YOUR OBJECTIVE –
Collect every line of the material below that contains the string "Query". Case counts.

** Start of RECORDS FOR THIS TASK **

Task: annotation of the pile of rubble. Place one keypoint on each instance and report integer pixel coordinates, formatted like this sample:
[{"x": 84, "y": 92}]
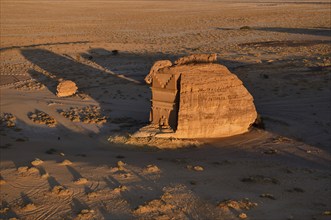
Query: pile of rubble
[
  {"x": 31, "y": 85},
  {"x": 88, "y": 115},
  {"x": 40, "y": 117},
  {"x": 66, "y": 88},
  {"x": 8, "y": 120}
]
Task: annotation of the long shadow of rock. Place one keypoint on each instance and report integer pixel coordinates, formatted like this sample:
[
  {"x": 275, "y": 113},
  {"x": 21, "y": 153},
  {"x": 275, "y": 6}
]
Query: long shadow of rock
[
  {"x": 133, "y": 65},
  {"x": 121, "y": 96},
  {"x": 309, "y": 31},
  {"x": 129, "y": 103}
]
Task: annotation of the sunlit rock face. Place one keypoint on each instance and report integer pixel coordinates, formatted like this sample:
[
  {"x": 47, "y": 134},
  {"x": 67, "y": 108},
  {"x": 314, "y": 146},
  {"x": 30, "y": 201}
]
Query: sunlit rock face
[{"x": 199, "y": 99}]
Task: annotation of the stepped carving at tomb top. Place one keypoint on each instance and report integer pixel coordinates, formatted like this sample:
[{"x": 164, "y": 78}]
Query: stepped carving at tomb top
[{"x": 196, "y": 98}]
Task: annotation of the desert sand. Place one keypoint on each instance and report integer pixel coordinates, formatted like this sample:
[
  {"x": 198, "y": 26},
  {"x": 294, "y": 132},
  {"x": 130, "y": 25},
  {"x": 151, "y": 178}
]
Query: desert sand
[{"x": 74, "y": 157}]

** End of RECORDS FOR THIS TASK **
** Start of RECORDS FOR THIS TASK **

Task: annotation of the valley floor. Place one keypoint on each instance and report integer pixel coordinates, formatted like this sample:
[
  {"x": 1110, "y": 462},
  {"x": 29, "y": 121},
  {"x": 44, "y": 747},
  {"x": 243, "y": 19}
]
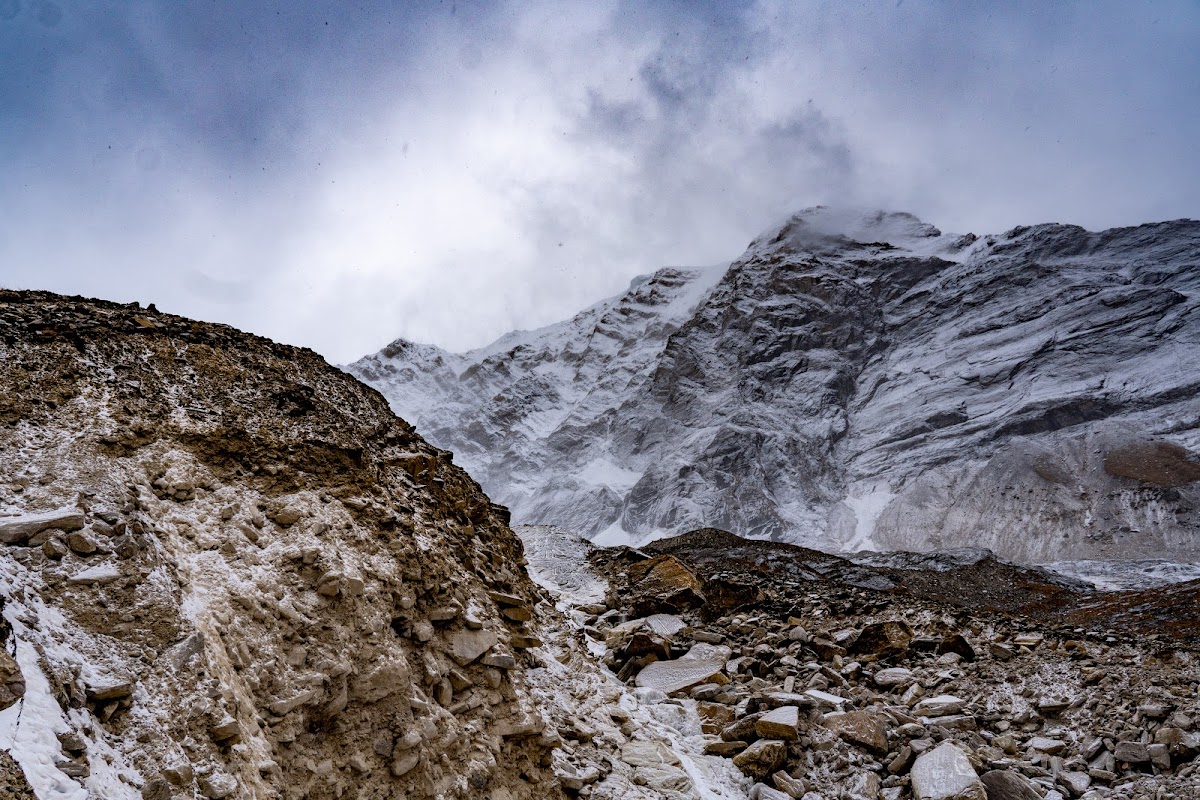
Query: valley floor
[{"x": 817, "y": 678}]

** End of RECORDS FOR THIS TASK **

EXERCISE RESULT –
Query: pile of rubble
Query: long shadow of rock
Query: sunlit rock face
Query: stepped carving at tomb top
Query: desert sand
Query: valley floor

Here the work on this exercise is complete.